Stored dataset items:
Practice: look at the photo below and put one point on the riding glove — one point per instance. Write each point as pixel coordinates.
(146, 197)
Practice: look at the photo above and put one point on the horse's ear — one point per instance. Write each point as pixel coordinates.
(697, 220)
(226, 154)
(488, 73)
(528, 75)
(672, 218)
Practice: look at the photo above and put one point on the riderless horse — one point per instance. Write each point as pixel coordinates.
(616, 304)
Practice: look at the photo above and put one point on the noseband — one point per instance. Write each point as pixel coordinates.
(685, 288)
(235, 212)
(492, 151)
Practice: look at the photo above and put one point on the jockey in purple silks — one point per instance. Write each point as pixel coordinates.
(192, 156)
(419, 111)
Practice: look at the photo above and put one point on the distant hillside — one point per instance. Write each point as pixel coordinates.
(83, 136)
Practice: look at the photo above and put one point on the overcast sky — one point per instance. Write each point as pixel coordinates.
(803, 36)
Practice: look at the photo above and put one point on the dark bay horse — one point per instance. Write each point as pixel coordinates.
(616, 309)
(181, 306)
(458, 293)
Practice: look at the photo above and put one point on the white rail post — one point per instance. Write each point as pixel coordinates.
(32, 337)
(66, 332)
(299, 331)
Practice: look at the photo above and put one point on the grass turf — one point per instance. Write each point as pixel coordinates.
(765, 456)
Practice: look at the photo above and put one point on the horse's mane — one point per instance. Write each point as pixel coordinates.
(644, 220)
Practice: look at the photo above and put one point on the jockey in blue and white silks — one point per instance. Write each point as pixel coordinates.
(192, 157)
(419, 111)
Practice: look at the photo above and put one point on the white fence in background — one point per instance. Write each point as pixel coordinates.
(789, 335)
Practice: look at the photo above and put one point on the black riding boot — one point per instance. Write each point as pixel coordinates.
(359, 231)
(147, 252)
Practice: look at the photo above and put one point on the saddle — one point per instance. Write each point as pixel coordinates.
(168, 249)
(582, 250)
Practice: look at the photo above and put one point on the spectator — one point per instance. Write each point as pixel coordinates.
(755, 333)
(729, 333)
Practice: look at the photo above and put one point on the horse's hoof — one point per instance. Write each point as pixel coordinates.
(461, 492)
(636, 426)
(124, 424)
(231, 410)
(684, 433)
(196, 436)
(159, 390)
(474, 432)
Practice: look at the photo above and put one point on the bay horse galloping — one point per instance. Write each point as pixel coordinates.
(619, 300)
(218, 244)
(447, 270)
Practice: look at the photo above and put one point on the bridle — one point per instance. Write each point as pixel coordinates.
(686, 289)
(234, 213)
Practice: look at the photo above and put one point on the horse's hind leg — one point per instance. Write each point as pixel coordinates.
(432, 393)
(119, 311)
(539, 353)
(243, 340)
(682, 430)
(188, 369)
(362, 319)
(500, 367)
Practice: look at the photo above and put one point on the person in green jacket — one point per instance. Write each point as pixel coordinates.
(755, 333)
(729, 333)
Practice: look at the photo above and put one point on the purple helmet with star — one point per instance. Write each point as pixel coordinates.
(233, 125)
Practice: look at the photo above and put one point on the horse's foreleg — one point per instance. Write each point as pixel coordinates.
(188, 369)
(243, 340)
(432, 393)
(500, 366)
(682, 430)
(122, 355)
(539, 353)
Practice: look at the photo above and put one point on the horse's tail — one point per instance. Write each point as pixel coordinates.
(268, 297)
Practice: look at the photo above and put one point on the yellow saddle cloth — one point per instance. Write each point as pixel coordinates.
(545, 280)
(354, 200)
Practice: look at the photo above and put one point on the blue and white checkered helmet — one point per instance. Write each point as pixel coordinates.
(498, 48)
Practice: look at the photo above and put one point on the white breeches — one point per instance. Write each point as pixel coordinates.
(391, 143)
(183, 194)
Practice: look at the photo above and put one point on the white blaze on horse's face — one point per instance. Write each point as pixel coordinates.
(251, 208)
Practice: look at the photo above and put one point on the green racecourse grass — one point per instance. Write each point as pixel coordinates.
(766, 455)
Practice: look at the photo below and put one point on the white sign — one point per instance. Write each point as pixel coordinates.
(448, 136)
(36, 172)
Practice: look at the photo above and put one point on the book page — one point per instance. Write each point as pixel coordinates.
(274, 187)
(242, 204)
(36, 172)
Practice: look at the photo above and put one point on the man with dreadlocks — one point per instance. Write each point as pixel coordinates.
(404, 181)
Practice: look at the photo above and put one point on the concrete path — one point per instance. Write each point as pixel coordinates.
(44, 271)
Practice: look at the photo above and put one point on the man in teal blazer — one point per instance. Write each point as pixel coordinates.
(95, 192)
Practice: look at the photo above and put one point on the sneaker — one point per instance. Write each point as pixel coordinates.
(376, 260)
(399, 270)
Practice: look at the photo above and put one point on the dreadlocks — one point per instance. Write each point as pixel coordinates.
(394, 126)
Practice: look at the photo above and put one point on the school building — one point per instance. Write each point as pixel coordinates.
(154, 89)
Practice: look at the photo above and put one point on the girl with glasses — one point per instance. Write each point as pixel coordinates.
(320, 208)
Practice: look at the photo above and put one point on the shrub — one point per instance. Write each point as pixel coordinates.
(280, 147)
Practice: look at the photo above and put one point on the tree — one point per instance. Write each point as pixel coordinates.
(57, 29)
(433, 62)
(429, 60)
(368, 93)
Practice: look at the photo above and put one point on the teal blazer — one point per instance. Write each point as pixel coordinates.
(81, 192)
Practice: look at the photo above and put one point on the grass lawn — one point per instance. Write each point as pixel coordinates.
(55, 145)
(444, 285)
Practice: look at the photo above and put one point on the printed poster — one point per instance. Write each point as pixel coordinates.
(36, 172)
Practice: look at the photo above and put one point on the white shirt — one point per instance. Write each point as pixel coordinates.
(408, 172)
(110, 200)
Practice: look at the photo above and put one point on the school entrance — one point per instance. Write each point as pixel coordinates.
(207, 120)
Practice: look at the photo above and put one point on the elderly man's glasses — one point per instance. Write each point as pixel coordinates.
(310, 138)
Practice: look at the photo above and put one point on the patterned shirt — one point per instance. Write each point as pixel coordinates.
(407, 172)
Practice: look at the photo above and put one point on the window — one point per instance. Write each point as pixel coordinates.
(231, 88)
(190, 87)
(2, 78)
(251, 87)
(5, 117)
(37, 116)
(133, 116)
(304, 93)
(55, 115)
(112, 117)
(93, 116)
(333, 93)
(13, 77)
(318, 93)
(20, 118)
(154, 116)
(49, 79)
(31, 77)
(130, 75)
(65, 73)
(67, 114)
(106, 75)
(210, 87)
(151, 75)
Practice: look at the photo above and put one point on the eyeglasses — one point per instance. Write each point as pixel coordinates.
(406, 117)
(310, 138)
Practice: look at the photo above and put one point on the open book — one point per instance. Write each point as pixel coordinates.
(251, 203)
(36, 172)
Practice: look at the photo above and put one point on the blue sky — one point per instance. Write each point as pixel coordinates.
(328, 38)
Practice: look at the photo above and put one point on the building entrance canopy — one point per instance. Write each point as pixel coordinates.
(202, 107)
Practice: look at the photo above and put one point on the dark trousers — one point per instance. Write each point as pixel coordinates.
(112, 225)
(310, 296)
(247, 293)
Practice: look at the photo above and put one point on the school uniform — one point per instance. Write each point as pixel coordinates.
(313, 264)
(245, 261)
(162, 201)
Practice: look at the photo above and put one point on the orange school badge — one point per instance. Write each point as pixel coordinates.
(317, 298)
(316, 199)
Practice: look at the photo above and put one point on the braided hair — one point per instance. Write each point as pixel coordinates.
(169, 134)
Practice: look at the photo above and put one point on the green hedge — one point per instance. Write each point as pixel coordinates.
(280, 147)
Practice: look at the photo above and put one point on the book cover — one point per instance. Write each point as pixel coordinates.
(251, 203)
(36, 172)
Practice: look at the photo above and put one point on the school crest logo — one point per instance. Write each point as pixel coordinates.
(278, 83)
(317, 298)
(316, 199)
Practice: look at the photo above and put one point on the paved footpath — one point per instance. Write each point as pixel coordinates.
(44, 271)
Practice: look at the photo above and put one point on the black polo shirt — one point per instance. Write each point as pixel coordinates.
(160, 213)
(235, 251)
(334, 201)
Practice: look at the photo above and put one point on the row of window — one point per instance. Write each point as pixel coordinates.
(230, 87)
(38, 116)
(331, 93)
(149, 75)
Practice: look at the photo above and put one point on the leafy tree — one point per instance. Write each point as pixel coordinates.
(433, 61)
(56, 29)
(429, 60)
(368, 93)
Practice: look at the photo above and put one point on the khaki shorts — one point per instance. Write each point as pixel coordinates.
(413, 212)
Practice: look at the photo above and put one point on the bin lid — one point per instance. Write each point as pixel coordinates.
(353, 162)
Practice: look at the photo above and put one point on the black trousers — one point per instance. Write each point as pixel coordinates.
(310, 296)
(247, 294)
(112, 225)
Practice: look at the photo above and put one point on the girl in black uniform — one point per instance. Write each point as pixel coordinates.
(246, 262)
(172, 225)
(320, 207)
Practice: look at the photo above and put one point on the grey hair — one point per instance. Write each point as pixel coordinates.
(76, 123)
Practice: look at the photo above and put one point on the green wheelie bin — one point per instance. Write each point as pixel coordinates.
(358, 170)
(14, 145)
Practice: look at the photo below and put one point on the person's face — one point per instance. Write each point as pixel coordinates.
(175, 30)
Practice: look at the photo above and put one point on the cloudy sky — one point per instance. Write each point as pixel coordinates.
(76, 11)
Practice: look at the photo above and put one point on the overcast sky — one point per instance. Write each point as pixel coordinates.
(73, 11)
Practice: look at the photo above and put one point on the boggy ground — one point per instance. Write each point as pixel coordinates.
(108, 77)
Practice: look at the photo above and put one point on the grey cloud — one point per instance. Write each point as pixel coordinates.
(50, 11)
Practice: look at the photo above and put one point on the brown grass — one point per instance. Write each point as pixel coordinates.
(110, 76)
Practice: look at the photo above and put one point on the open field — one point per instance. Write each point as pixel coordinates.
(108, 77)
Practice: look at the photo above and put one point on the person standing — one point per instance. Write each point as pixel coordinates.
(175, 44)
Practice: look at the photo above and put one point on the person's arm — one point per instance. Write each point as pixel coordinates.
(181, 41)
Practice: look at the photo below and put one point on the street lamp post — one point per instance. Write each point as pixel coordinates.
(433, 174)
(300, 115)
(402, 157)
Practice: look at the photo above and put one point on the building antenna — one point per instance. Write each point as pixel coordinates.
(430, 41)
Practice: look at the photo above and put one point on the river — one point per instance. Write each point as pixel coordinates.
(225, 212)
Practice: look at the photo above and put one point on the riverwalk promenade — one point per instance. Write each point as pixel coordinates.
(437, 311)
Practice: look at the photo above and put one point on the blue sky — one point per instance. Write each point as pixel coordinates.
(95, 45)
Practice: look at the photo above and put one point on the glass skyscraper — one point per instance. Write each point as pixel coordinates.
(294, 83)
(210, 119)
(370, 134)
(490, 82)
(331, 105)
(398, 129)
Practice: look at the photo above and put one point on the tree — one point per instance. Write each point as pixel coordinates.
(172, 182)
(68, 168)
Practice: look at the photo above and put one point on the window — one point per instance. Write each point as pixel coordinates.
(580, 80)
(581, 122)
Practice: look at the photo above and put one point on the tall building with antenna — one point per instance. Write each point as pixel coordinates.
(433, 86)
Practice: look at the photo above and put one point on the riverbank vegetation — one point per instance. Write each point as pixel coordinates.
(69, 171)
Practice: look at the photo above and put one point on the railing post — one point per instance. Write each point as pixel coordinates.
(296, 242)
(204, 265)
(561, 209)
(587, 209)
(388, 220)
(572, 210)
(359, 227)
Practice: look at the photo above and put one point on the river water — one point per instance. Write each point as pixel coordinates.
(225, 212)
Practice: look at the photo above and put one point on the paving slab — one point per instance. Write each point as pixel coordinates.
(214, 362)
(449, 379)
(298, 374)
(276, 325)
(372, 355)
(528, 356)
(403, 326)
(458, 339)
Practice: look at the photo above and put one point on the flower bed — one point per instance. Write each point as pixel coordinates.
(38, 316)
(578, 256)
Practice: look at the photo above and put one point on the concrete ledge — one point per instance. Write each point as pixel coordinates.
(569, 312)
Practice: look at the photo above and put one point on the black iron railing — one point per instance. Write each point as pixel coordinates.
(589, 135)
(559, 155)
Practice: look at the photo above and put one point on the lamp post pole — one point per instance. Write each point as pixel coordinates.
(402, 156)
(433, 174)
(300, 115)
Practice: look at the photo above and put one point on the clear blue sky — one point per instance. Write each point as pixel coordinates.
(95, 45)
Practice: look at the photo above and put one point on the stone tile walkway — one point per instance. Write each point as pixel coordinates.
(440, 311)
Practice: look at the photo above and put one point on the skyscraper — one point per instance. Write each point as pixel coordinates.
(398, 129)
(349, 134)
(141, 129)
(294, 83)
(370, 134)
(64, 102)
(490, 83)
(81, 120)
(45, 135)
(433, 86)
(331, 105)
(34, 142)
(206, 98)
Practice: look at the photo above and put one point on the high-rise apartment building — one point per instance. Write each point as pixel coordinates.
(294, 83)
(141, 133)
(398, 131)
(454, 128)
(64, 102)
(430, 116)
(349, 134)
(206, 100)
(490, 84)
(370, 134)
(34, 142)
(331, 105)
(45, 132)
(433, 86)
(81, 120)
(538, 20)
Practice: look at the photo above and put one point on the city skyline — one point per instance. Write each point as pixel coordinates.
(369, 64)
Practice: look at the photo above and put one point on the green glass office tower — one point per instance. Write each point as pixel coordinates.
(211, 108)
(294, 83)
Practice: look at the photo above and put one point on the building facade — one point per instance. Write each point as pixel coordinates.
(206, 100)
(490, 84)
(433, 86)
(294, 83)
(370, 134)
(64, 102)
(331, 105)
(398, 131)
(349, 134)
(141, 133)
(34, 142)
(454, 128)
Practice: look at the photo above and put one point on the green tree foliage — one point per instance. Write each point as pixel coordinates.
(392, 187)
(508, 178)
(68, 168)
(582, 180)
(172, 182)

> Work instruction
Set down exactly what runs from the line with "on the lamp" to the last line of the data above, including both of those lines and no others.

> Exercise output
Practice: look at the photo above and put one point on the lamp post pole — one point per instance. Write each point as pixel coordinates.
(402, 156)
(433, 174)
(300, 115)
Practice: look at the photo above and put one point on the clear blue sky — one point per instance. Write each point as pixel coordinates.
(95, 45)
Practice: look at the photo above and put one point on the stone tile walkway — one point per instance. Write each point as pixel coordinates.
(440, 311)
Practice: look at the photo above and put one point on the skyscraper — one point per instance. Write each point as pixel coordinates.
(398, 129)
(349, 134)
(141, 129)
(294, 83)
(370, 134)
(64, 102)
(490, 83)
(81, 120)
(45, 135)
(433, 86)
(331, 105)
(34, 142)
(206, 98)
Practice: look at the photo above and put one point on the high-rise apartment building — one point per instance. Write each point as pixel coordinates.
(294, 83)
(141, 133)
(398, 131)
(454, 128)
(64, 102)
(430, 116)
(349, 134)
(206, 100)
(490, 84)
(370, 134)
(34, 142)
(331, 105)
(45, 132)
(433, 86)
(81, 120)
(538, 20)
Practice: look at the photo above and put one point on the city skyline — one point per instance. Write each point as pixel coordinates.
(369, 64)
Practice: look at the photo above and put one point on the green glass office tower — one point per instance. Write each point as pixel coordinates.
(211, 108)
(294, 83)
Practice: look at the photo above and put one point on the building facade — one point per instance. Write each point as pixel coordinates.
(206, 100)
(490, 84)
(433, 86)
(294, 83)
(370, 134)
(64, 102)
(331, 105)
(398, 131)
(349, 134)
(141, 133)
(34, 142)
(454, 128)
Practice: look at the photo above and put one point on the green tree foliage — one point per instance. Write each point as pixel coordinates.
(392, 187)
(508, 178)
(68, 168)
(582, 180)
(172, 182)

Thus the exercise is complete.